§ **Requirements**
Repeat exactly the lines beginning at the one that contains "the cat's ear" and running to the end of the material. Omit the pictures.
++++ Material for the task ++++
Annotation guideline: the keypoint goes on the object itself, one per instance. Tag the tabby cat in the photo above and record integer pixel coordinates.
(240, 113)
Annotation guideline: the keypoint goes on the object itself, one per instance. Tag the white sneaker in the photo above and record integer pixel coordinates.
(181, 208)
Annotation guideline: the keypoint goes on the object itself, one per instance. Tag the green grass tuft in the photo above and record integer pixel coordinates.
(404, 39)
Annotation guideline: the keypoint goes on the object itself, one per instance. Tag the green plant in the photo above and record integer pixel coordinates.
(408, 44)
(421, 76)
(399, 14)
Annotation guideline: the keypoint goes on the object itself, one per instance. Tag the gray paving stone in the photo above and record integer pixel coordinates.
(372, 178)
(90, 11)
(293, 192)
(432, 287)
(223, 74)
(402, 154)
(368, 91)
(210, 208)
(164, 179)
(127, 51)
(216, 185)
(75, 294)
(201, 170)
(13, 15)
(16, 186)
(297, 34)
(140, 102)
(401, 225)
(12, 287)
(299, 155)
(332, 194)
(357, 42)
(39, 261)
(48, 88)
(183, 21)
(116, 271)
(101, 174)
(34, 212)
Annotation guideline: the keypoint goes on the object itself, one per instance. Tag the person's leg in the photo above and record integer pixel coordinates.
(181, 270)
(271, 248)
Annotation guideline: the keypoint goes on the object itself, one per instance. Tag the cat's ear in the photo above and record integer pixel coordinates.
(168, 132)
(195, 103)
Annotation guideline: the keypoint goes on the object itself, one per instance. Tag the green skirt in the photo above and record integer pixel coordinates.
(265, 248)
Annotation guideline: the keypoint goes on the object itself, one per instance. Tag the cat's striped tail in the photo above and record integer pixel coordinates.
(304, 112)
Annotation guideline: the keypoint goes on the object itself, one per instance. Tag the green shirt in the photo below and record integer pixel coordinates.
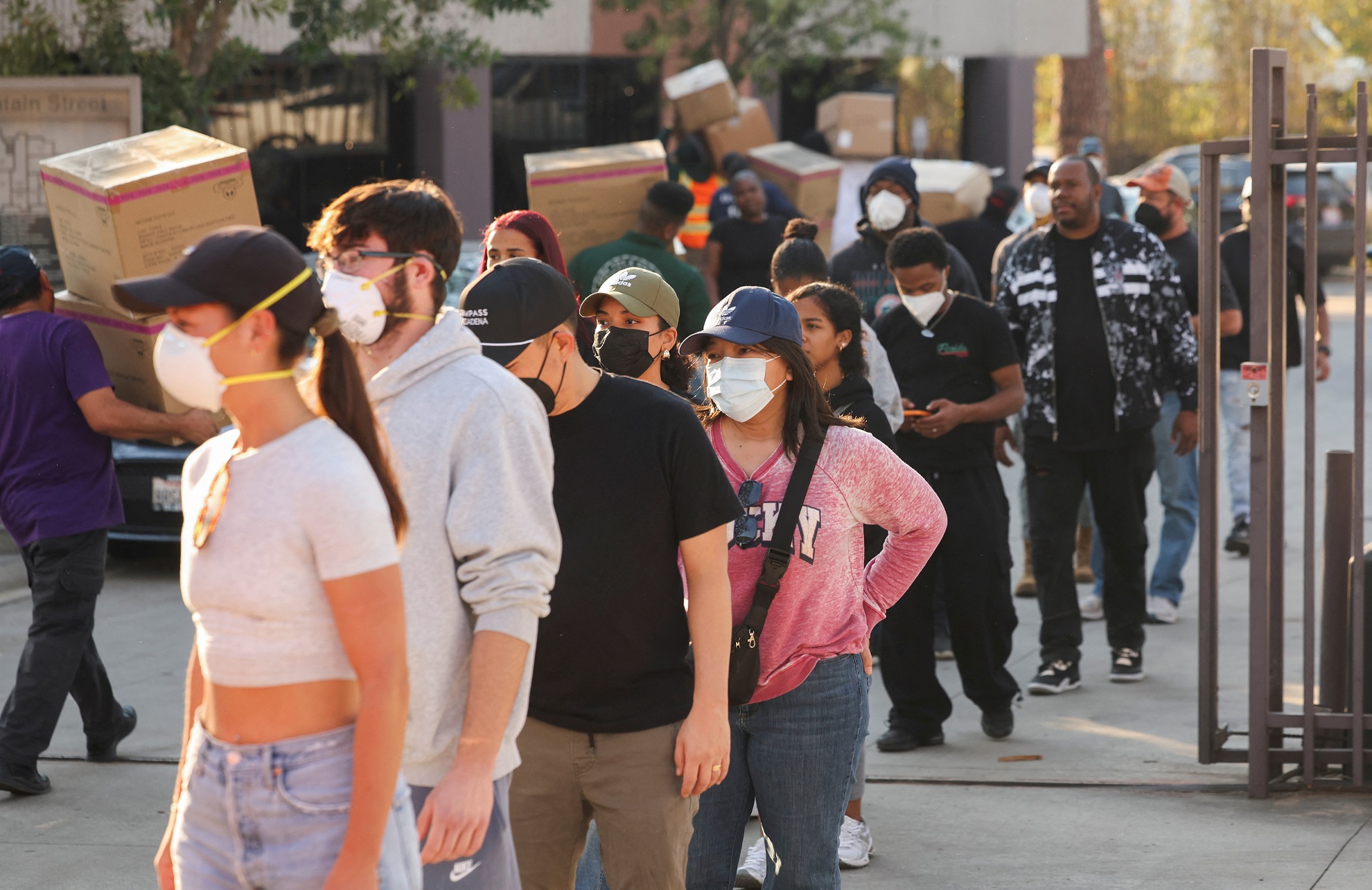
(595, 265)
++++
§ **The answer**
Annotation guideline: the keypoint goes on the object itself, one per instance. Tag the cat's ear in the photo above and record integer pixel coordinates.
(168, 132)
(195, 103)
Annotation guideline: the keypoint goes on the object itself, one per instance. Tag the green skirt in the photo above and record integer pixel coordinates.
(265, 248)
Annotation guideline: the keypoint goes on the object itself, one per instance. Tag the cat's striped tail in the photo above and record integer pixel coordinates.
(304, 112)
Annotation guideline: the keypoint goes on the object itself, one per instance. Tag the green shirt in the photo below and record integer pixel coordinates.
(595, 265)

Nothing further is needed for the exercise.